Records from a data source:
------------
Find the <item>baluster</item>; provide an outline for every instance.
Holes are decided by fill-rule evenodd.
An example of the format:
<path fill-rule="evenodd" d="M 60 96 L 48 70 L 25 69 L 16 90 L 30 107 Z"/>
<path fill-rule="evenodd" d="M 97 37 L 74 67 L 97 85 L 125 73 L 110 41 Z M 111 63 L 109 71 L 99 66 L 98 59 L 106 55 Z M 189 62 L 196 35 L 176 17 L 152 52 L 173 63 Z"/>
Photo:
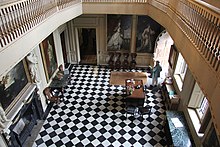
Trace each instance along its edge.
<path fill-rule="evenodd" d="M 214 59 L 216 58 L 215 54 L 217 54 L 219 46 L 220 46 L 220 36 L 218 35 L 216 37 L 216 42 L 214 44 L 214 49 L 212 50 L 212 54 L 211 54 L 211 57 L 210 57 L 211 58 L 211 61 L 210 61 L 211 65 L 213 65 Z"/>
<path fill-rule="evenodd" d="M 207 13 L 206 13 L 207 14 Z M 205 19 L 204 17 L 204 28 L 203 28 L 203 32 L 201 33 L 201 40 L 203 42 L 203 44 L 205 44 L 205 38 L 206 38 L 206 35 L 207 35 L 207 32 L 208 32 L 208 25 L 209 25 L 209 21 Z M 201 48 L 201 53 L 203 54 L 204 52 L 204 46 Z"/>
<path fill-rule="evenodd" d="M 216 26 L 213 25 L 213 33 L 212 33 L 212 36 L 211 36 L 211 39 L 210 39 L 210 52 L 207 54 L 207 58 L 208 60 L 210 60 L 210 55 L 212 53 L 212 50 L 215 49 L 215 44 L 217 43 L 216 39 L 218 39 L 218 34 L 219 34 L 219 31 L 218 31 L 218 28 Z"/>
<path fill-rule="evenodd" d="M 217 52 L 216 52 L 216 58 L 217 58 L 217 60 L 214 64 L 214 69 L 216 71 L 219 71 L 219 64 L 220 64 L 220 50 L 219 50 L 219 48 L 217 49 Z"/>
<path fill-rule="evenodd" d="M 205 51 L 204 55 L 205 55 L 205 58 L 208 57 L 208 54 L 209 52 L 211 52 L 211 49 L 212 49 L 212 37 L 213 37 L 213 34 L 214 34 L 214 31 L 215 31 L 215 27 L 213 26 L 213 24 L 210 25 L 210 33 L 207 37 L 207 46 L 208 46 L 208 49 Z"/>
------------
Your task:
Revise the entire listing above by replacing "instance" with "occurrence" wherever it occurs, leaving all other text unchanged. Omit the pictures from your reply.

Task solution:
Find the <item>baluster</item>; provide an outline for every occurrence.
Holes are decided by fill-rule evenodd.
An example of the format:
<path fill-rule="evenodd" d="M 60 96 L 48 70 L 25 69 L 16 90 L 30 107 Z"/>
<path fill-rule="evenodd" d="M 97 37 L 74 67 L 97 85 L 125 73 L 110 41 Z M 111 63 L 109 71 L 99 66 L 98 59 L 106 55 Z M 189 62 L 196 35 L 176 17 L 152 52 L 173 63 Z"/>
Photo:
Trace each occurrence along its edge.
<path fill-rule="evenodd" d="M 214 59 L 216 58 L 215 54 L 217 54 L 219 46 L 220 46 L 220 36 L 218 35 L 216 37 L 216 42 L 214 44 L 214 49 L 212 50 L 212 54 L 211 54 L 211 57 L 210 57 L 211 58 L 211 61 L 210 61 L 211 65 L 213 65 Z"/>
<path fill-rule="evenodd" d="M 207 13 L 206 13 L 207 14 Z M 205 19 L 204 17 L 204 28 L 203 28 L 203 32 L 201 33 L 201 40 L 203 42 L 203 44 L 205 44 L 205 38 L 206 38 L 206 35 L 207 35 L 207 32 L 208 32 L 208 25 L 209 25 L 209 21 Z M 201 48 L 201 53 L 203 54 L 204 52 L 204 46 Z"/>
<path fill-rule="evenodd" d="M 216 26 L 213 25 L 213 33 L 212 33 L 212 36 L 211 36 L 211 39 L 210 39 L 210 52 L 207 54 L 207 58 L 208 60 L 210 60 L 210 55 L 212 53 L 212 50 L 215 49 L 215 44 L 217 43 L 216 39 L 218 39 L 218 34 L 219 34 L 219 31 L 218 31 L 218 28 Z"/>
<path fill-rule="evenodd" d="M 217 52 L 216 52 L 216 58 L 217 58 L 217 60 L 214 64 L 214 69 L 216 71 L 219 71 L 219 64 L 220 64 L 220 50 L 219 50 L 219 48 L 217 49 Z"/>
<path fill-rule="evenodd" d="M 205 51 L 204 55 L 205 55 L 205 58 L 208 57 L 208 54 L 209 52 L 211 52 L 211 49 L 212 49 L 212 37 L 213 37 L 213 34 L 214 34 L 214 31 L 215 31 L 215 27 L 213 26 L 213 24 L 210 25 L 210 33 L 207 37 L 207 46 L 208 46 L 208 49 Z"/>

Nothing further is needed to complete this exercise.